PROBLEM
Rewrite the lines below with every "stadium seat" changed to "arena seat" and everything else left as it is. Leave the pictures out of your answer.

DATA LINES

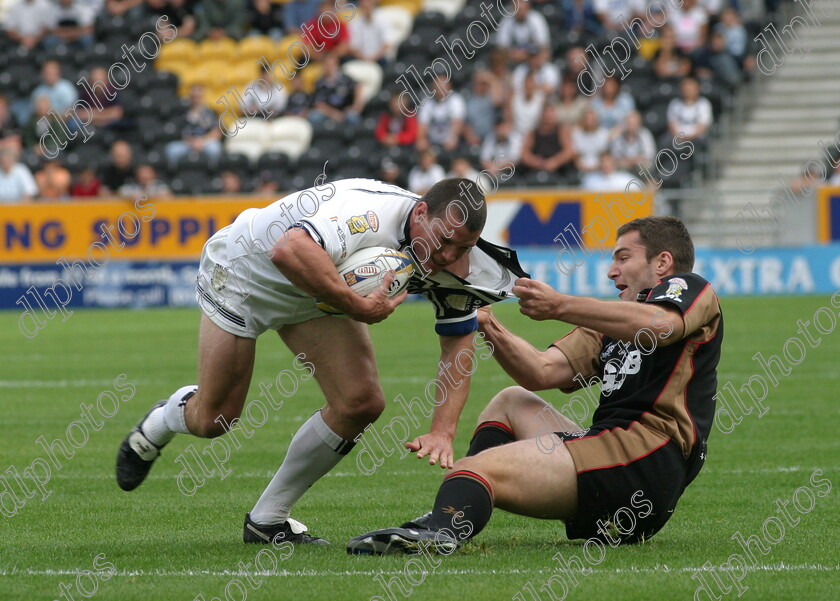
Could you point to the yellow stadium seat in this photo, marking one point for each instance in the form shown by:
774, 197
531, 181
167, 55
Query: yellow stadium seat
252, 48
224, 49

WRITTEN REPLY
Could you point to the yellow arena seat in this photo, marking one point for each instance in the form shown by:
774, 197
531, 181
167, 55
Query: yellow arena seat
252, 48
224, 49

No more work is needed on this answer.